EXERCISE AIM: Format everything in the listing from the line containing "In this exercise you will indicate the distant tree" down to the end of the listing as a numbered list, skipping blank lines and leaving out the pictures.

===== MATERIAL FOR THE TASK =====

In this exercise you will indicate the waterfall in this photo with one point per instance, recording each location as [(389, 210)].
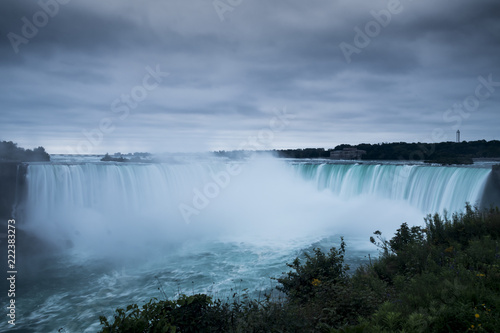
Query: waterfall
[(106, 206), (429, 188)]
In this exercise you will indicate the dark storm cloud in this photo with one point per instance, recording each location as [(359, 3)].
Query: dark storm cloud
[(226, 77)]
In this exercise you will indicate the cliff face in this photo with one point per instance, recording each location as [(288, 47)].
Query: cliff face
[(12, 181)]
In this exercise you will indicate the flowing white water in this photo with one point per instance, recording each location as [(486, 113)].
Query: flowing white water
[(201, 227)]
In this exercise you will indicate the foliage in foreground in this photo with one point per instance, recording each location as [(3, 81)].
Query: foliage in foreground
[(441, 278)]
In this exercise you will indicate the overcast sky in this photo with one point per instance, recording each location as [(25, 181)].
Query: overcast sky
[(88, 76)]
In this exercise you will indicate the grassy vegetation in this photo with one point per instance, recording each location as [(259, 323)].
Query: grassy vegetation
[(441, 278)]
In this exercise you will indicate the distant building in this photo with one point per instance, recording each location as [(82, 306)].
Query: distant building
[(347, 154)]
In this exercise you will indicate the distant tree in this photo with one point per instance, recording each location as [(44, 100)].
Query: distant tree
[(9, 151)]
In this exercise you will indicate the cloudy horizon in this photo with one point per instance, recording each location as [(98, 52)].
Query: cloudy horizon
[(185, 76)]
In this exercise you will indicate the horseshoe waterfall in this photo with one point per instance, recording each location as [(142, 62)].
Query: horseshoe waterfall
[(103, 235)]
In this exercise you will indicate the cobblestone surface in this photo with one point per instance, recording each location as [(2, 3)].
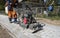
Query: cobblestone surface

=====

SOLUTION:
1. In this exercise you will indicate the distant tree in this photo with one point per instance, recording each location as [(44, 100)].
2. Query: distant tree
3. [(9, 151)]
4. In this exercise you will indicate the cloudy horizon in this photo with one point per instance, recording each location as [(98, 52)].
5. Query: cloudy horizon
6. [(185, 76)]
7. In this exercise you will indicate the horseshoe waterfall in this photo with one point per instance, recording each location as [(142, 62)].
8. Query: horseshoe waterfall
9. [(103, 235)]
10. In this exercise you will indicate the cobblestone surface in this photo with one point per instance, recording each location as [(2, 3)].
11. Query: cobblestone surface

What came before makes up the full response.